▶ Extrait présenté:
Dans quelle mesure cette réalité peut-elle changer notre conception de la société ? Quelle est l’ampleur des inégalités auxquelles il faudra s’attendre, notamment en raison du peu d’accessibilité de ces produits ?

Damien Le Guay : Je ne sais pas. Rien ne permet d’affirmer que ces produits resteront inaccessibles dans la durée, au contraire. Souvenons-nous du Professeur Christian Barnard qui réalisait, dans les années 1970, la première transplantation cardiaque du monde ! A cette époque, l’opération coûtait cher et relevait de l’exceptionnel, du fait de sa complexité technique. C’est le cas, initialement, de toutes les innovations médicales. Mais ce qui était exceptionnel à un moment donné finit par se démocratiser. S’il y a, à terme, des exosquelettes (c’est-à-dire des structures mécaniques) qui sont équipés d’une forme d’intelligence et permettent de reproduire certains des miracles que seule la religion pouvait promettre (faire voir les aveugles ou permettre à des handicapés moteurs de marcher), il n’y a pas de raison qu’une telle technologie ne bénéficie pas au plus grand nombre. Cela prendra un certain temps, simplement.

▶ Données fournies:
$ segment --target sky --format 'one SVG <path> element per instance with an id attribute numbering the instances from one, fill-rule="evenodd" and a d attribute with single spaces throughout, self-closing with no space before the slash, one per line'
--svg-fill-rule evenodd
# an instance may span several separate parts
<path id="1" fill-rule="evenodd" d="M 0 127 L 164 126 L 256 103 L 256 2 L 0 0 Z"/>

▶ Exercices proposés:
(A) Répondez aux questions suivantes sur le passage sur les innovations médicales.
(i) Qui a réalisé la première transplantation cardiaque du monde ?
(ii) Quels miracles promis par la religion les exosquelettes pourraient-ils reproduire ?
(iii) Comment les exosquelettes sont-ils définis entre parenthèses ?
(B) Indiquez si chaque affirmation concorde avec le passage sur les innovations médicales, en citant les mots qui le prouvent.
(i) Damien Le Guay soutient que ces produits resteront inaccessibles dans la durée.
(ii) La diffusion de cette technologie au plus grand nombre demandera du temps.
(iii) À l'époque de la première transplantation cardiaque, l'opération était bon marché.
(C) Reprenez le passage sur les innovations médicales à la suite de sa dernière phrase.

▶ Réponses attendues:
(A)
(i) Le Professeur Christian Barnard.
(ii) Faire voir les aveugles ou permettre à des handicapés moteurs de marcher.
(iii) Comme des structures mécaniques.

(B)
(i) Non : « Rien ne permet d’affirmer que ces produits resteront inaccessibles dans la durée, au contraire. »
(ii) Oui : « Cela prendra un certain temps, simplement. »
(iii) Non : « l’opération coûtait cher et relevait de l’exceptionnel »

(C)
Naturellement, il persistera des inégalités liées au niveau de vie : les Français vivent mieux que nombre d’autres individus nés dans des nations plus pauvres et qui, eux, auront probablement davantage de mal à se soigner comme les habitants des nations nantis. Mais au sein d’une même société, les améliorations faites, à un moment donné, pour les uns bénéficient généralement aux autres.

Un tel changement est-il vraiment susceptible d’arriver, selon vous ?

Damien Le Guay : Le cerveau constitue, rappelons-le, un mystère insondable. A cet égard, la perspective du transhumanisme, qui consiste à vouloir contrôler ou dupliquer le propre de l’Homme, est un fantasme. Le cerveau, ainsi que le soulignent les neurologues, est trop complexe pour que cela ne relève pas de l’utopie scientiste. Tout individu possède 85 milliards de neurones. Ils engendrent 1000 milliards de connexions neuronales. On ne parle pas d’une bougie de moteur ou d’un mécanisme de montre. Même en réussissant à dupliquer tout cela, cela ne veut pas dire que l’on pourrait dupliquer ce qui fait le propre d’un individu donné. Son esprit. Son âme. Comme si nous n’étions que notre cerveau et notre cerveau que des neurones. Notre condition mortelle reste la nôtre. Il nous faut vivre avec elle plutôt que de nous illusionner avec ces rêves cauchemardesques du transhumanisme - lui qui est un nouvel opium du peuple. Les centaines de milliards investis dans la Silicon Valley sur ces sujets d’une humanité nouvelle soustraite à la mortalité flattent la toute-puissance de ces nouveaux nababs et pourraient être investis ailleurs pour améliorer le sort des plus pauvres !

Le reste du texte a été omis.